[Given problem]
Locate the line that contains "flag with a point.". Copy it and every following line through the end of the records, exactly, and include nothing else.

Extracted data entries
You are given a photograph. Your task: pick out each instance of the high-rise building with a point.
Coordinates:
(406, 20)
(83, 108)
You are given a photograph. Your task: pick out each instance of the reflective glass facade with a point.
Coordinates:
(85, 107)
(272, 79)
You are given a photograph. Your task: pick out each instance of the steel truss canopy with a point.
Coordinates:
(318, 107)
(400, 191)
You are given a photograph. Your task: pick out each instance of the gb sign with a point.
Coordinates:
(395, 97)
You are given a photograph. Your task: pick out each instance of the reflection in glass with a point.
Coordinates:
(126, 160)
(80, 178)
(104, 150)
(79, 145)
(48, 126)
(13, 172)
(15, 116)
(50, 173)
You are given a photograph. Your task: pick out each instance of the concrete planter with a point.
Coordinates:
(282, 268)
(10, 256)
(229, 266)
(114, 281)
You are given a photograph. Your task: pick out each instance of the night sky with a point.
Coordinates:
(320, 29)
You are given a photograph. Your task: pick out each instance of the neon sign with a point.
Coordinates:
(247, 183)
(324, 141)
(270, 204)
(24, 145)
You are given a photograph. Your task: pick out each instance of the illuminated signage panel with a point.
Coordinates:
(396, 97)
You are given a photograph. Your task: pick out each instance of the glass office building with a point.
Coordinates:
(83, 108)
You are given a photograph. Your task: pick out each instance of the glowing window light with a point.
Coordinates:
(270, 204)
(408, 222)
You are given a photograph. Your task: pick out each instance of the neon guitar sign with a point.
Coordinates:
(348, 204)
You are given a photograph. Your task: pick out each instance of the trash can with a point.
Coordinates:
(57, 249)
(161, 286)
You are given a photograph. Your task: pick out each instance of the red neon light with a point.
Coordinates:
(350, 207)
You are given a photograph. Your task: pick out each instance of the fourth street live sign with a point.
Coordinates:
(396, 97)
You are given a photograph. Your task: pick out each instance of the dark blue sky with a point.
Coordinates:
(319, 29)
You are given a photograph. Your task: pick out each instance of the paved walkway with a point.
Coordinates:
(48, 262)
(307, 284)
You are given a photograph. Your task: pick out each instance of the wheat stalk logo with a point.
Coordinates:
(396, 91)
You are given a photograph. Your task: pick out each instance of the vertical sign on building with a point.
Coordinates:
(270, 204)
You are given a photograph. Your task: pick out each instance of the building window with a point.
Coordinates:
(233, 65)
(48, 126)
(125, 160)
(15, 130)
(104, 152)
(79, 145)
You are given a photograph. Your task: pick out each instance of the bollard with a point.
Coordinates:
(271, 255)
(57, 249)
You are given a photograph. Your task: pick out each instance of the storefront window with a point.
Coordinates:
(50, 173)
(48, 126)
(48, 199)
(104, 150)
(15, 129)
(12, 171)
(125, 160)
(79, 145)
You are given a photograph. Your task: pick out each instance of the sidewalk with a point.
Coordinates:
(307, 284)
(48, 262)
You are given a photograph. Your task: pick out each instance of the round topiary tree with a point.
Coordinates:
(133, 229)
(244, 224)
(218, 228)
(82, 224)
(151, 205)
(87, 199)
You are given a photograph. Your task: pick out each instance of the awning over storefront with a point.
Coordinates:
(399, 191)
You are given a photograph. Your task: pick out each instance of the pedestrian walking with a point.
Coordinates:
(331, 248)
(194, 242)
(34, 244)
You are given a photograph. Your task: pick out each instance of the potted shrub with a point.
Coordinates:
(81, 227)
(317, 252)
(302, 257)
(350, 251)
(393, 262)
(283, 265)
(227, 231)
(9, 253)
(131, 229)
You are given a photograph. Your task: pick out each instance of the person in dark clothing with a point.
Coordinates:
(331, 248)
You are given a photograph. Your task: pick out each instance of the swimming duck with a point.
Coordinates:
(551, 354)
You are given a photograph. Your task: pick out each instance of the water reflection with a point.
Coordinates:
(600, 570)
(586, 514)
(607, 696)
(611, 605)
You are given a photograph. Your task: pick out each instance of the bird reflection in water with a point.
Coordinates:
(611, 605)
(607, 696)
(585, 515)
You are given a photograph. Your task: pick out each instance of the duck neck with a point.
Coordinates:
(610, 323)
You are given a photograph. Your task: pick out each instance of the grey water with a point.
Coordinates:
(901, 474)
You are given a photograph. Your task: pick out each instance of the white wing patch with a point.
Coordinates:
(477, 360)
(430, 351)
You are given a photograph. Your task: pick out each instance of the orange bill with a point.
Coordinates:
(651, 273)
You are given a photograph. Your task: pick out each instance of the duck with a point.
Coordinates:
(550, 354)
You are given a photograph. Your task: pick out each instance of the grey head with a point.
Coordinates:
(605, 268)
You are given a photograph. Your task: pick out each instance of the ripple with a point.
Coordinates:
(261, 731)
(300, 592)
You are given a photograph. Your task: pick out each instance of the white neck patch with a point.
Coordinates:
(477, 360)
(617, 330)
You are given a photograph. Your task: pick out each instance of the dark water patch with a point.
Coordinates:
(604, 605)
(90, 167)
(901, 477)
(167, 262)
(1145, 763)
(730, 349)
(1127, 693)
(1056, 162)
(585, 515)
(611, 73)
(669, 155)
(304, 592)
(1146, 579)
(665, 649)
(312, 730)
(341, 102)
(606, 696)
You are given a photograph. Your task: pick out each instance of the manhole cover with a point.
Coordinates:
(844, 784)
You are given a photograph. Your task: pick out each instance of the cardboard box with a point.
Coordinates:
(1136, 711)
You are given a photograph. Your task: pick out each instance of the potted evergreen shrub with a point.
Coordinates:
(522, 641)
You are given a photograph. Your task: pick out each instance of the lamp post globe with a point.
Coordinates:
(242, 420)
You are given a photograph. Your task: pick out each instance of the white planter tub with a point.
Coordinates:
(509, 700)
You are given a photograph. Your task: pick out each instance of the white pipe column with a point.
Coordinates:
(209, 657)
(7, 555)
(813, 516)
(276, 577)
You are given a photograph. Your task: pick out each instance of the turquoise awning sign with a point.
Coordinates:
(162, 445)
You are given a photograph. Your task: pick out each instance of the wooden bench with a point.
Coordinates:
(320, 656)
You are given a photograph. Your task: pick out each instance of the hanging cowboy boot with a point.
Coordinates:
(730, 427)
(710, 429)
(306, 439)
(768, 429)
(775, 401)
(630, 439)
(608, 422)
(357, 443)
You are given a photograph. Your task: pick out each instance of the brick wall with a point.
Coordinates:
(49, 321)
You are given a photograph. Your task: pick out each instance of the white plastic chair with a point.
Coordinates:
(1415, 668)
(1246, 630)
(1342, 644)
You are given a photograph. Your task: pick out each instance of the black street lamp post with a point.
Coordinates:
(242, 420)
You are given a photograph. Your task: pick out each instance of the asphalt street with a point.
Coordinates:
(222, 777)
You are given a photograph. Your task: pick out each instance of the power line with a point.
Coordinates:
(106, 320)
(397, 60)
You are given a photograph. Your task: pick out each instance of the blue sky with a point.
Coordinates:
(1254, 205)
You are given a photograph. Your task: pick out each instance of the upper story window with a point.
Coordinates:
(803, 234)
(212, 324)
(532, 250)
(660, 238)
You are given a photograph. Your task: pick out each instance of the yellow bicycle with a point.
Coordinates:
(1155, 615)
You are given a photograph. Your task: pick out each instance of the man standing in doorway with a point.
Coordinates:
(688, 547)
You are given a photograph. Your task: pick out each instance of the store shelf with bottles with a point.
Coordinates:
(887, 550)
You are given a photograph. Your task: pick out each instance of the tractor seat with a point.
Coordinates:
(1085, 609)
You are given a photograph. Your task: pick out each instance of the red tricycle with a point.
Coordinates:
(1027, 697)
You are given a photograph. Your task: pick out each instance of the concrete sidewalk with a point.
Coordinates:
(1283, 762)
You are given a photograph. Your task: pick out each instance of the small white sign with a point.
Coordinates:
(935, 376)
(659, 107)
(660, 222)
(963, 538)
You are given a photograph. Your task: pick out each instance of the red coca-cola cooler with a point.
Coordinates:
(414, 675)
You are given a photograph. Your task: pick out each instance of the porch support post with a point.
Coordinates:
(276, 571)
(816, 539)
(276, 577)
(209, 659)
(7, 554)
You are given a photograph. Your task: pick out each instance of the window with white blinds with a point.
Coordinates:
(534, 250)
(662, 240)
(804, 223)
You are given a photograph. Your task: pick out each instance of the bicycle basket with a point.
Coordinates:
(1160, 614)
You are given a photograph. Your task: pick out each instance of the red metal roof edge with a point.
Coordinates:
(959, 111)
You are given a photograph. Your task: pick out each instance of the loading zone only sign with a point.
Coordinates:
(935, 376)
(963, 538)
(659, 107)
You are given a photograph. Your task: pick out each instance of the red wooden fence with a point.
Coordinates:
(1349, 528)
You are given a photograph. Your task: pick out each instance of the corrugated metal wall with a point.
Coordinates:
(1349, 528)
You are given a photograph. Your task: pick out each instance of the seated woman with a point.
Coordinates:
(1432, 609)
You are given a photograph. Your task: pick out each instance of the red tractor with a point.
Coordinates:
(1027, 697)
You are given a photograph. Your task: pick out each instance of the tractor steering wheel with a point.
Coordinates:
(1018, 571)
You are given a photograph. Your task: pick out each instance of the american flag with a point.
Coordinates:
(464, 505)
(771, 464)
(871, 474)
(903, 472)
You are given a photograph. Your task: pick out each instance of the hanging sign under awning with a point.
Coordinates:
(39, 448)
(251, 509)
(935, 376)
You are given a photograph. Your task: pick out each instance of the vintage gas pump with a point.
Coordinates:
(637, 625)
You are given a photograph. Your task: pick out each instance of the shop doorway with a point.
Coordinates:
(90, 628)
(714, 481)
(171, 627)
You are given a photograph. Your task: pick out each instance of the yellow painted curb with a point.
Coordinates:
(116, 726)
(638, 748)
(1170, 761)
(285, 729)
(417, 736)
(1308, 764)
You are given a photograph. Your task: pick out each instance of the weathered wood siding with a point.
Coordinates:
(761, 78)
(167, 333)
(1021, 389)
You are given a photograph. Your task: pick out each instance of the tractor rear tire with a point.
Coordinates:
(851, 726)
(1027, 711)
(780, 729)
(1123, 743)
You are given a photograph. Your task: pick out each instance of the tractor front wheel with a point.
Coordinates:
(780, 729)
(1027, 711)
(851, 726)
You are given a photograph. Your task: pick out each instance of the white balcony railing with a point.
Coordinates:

[Task solution]
You are given a photograph. Your task: pick out each instance of the american flag with a point.
Coordinates:
(464, 505)
(771, 464)
(871, 474)
(903, 472)
You are given a photograph. Your task: pick out each instance of the hanging sign under awning with a point.
Coordinates:
(39, 448)
(251, 509)
(935, 376)
You are given a photograph. Your task: pick out each instance of the vintage gas pump with a point.
Coordinates:
(637, 625)
You are given a photograph. Your task: pick out each instance of the shop doorway with a point.
Coordinates:
(90, 628)
(714, 481)
(171, 627)
You are given a photograph. Your task: pick out each instance of the yellow painted curb with a point.
Coordinates:
(116, 726)
(638, 748)
(1170, 761)
(285, 729)
(417, 736)
(1308, 764)
You are given a photograph. Your task: pick out each instance of the weathered wood siding with a point.
Coordinates:
(761, 78)
(167, 333)
(1021, 389)
You are given a photograph. Your task: pick out each instance of the tractor rear tire with a point.
Coordinates:
(851, 726)
(1027, 711)
(780, 729)
(1123, 743)
You are given a photograph. Your task: pick out each instance of the tractor front wheel with a point.
Coordinates:
(780, 729)
(1027, 711)
(851, 726)
You are given a photograph. Your task: pick out each instance of the white balcony railing with a point.
Coordinates:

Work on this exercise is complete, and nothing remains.